TASK INSTRUCTIONS ▸ Your answer should be the exact lines of the data below from the one containing "# Target: glass dome" through the one containing "# Target: face mask"; please include nothing else.

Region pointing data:

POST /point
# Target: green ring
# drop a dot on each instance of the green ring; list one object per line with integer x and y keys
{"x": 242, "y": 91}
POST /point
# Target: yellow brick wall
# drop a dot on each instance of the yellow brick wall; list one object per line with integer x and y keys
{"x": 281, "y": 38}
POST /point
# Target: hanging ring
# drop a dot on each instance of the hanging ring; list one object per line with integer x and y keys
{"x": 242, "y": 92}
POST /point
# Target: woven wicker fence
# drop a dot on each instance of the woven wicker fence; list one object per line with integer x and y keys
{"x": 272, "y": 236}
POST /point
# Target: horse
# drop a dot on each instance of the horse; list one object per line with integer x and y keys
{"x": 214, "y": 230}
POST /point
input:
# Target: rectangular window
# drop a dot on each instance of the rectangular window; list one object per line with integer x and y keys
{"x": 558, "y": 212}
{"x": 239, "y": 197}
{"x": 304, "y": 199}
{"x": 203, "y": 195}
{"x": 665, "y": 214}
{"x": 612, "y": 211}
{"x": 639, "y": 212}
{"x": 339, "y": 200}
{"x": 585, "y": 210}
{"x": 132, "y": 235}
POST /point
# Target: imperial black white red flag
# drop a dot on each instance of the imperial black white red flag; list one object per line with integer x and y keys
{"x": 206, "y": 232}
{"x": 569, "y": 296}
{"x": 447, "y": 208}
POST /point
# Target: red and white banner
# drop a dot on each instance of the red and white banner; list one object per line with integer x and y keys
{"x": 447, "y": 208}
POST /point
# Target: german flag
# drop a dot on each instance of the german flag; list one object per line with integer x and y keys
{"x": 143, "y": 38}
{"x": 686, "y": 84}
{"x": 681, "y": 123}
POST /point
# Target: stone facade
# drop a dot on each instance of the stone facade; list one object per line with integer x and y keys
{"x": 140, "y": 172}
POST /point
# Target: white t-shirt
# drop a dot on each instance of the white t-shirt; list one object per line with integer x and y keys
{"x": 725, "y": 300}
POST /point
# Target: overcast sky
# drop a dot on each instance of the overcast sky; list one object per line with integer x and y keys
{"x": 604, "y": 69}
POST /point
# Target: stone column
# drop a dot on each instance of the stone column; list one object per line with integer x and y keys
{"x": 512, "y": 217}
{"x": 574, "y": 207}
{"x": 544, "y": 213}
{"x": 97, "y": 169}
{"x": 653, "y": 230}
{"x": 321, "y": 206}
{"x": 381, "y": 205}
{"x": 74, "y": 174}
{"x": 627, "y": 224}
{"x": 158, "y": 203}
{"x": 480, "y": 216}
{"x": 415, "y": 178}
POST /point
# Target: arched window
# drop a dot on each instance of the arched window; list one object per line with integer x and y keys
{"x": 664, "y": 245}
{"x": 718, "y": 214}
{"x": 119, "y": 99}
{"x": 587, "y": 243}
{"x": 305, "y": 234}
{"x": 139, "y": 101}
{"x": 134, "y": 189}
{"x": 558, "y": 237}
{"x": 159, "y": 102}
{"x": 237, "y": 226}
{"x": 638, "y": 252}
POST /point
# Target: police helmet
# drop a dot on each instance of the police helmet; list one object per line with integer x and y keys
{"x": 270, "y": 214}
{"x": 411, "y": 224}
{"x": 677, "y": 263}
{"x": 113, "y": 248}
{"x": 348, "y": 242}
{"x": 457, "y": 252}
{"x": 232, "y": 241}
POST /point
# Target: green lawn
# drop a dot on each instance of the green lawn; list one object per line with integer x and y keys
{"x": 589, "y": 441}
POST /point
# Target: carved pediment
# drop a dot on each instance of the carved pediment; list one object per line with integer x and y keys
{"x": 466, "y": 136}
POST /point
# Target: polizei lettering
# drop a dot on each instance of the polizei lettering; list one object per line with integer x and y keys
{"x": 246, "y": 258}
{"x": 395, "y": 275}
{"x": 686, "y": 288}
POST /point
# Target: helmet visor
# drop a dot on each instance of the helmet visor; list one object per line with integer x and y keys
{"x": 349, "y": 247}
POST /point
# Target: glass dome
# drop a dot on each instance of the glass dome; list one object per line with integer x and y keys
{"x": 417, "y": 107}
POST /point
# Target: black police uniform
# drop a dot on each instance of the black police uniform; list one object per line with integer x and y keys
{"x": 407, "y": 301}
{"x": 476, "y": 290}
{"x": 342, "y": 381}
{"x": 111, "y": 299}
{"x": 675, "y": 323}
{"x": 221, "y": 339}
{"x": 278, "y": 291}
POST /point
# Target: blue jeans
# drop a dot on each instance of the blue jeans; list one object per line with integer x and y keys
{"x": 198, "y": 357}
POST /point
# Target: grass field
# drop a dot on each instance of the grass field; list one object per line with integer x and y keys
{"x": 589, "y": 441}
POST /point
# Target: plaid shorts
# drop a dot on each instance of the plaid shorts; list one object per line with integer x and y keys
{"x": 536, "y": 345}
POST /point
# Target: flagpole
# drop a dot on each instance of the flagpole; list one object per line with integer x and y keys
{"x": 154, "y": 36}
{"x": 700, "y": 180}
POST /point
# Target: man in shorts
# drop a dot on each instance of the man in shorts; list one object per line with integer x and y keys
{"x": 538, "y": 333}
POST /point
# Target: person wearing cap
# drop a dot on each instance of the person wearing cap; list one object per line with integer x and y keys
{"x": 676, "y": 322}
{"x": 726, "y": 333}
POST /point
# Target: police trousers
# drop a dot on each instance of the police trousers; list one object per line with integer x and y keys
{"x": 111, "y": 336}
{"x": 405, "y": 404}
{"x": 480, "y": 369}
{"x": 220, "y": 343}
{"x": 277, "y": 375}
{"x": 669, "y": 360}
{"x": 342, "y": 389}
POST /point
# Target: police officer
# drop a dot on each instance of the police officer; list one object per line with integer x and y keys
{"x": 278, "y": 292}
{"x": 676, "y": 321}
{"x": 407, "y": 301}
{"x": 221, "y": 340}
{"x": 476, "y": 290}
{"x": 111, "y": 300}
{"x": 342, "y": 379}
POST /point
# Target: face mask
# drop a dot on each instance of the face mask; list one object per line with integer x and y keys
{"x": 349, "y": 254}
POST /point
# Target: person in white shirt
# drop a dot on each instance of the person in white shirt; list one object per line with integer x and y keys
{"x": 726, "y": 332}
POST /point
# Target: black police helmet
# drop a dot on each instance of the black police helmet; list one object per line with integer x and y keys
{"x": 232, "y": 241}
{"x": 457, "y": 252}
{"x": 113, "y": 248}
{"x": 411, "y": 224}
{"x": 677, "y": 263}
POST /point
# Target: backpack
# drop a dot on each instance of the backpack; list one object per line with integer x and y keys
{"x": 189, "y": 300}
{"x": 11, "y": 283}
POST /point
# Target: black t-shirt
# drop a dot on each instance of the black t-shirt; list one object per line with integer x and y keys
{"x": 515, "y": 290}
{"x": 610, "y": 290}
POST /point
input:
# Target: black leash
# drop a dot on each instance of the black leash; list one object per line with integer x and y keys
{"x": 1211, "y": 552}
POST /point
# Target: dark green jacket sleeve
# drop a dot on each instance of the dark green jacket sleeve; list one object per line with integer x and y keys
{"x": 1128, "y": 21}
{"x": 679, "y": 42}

ANSWER TO THIS EXERCISE ▸
# Target: glass dome
# drop a dot on each instance of the glass dome; list one object per line with integer x and y keys
{"x": 417, "y": 107}
POST /point
# Target: black police uniform
# drop a dot on each instance of the black police uniform; list one object per line with integer x and y keys
{"x": 407, "y": 301}
{"x": 476, "y": 290}
{"x": 342, "y": 381}
{"x": 111, "y": 299}
{"x": 675, "y": 323}
{"x": 221, "y": 339}
{"x": 278, "y": 291}
POST /point
# Target: blue jeans
# drop a dot on each instance of the blue jeans; list one object per line with integer x and y keys
{"x": 198, "y": 357}
POST /point
# Target: grass field
# drop a dot on each instance of the grass field; list one object per line with integer x and y keys
{"x": 589, "y": 441}
POST /point
# Target: plaid shorts
# drop a dot on each instance of the plaid shorts; list one object per line with integer x and y keys
{"x": 536, "y": 345}
POST /point
# Target: flagpole
# drop a dot on each instance of the flagpole; list one object per line with integer x and y keys
{"x": 154, "y": 36}
{"x": 700, "y": 180}
POST /point
# Target: man in shorts
# drop a dot on each instance of the man in shorts; list one object per line with integer x and y keys
{"x": 538, "y": 333}
POST /point
# Target: person wearing cap
# drop a dot on each instance of the person wearing cap; list one object per line with integer x and y keys
{"x": 676, "y": 322}
{"x": 726, "y": 333}
POST /point
# Target: police trousers
# drop a dot on each instance of the police trousers; list one object per line with integer x and y keys
{"x": 111, "y": 336}
{"x": 405, "y": 404}
{"x": 480, "y": 369}
{"x": 220, "y": 343}
{"x": 277, "y": 375}
{"x": 669, "y": 360}
{"x": 342, "y": 389}
POST /point
# Target: police officer
# drop a dot on each instance of the police officer; list one object per line with integer x and y keys
{"x": 278, "y": 292}
{"x": 676, "y": 321}
{"x": 407, "y": 301}
{"x": 221, "y": 340}
{"x": 476, "y": 290}
{"x": 111, "y": 300}
{"x": 342, "y": 379}
POST /point
# Target: face mask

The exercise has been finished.